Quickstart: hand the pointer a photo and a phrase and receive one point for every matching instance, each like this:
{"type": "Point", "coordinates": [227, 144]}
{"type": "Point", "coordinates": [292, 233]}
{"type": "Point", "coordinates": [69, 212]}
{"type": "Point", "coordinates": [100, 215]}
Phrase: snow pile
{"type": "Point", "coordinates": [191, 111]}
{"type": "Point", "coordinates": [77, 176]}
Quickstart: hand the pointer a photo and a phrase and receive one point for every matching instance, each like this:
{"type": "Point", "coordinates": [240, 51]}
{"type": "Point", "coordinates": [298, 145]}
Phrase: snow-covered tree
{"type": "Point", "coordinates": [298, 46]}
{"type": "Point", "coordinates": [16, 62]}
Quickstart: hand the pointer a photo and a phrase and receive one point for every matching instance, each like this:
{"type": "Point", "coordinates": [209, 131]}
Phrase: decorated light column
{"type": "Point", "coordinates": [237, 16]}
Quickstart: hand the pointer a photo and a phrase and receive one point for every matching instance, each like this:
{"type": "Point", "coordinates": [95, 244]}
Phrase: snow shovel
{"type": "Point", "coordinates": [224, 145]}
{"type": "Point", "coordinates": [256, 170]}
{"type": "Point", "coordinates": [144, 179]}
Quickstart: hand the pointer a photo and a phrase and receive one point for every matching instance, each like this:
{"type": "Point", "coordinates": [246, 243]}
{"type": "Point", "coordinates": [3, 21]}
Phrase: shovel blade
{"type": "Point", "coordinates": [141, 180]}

# # # #

* What you need to do: Could you transcribe the records in full, exactly?

* Answer to this problem:
Quickstart: hand the pointer a photo and a phrase and receive one point for every matching instance, each like this:
{"type": "Point", "coordinates": [227, 144]}
{"type": "Point", "coordinates": [292, 233]}
{"type": "Point", "coordinates": [69, 212]}
{"type": "Point", "coordinates": [100, 215]}
Phrase: snow pile
{"type": "Point", "coordinates": [191, 111]}
{"type": "Point", "coordinates": [77, 176]}
Quickstart: hand the pointer a photo and a phrase and receive one point for every matching instance, each like this:
{"type": "Point", "coordinates": [240, 51]}
{"type": "Point", "coordinates": [298, 145]}
Phrase: snow-covered tree
{"type": "Point", "coordinates": [298, 46]}
{"type": "Point", "coordinates": [16, 62]}
Quickstart: hand the pointer a photo and a phrase and receive one point for every matching instance, each like this:
{"type": "Point", "coordinates": [209, 131]}
Phrase: decorated light column
{"type": "Point", "coordinates": [237, 16]}
Quickstart: hand the pointer a photo and a phrase and receive one point for every matching instance, each like this:
{"type": "Point", "coordinates": [95, 244]}
Phrase: snow shovel
{"type": "Point", "coordinates": [224, 145]}
{"type": "Point", "coordinates": [256, 170]}
{"type": "Point", "coordinates": [144, 179]}
Quickstart: hand the pointer a photo and a phrase and receive one point for every matching instance, each like this:
{"type": "Point", "coordinates": [246, 243]}
{"type": "Point", "coordinates": [3, 21]}
Phrase: shovel blade
{"type": "Point", "coordinates": [141, 180]}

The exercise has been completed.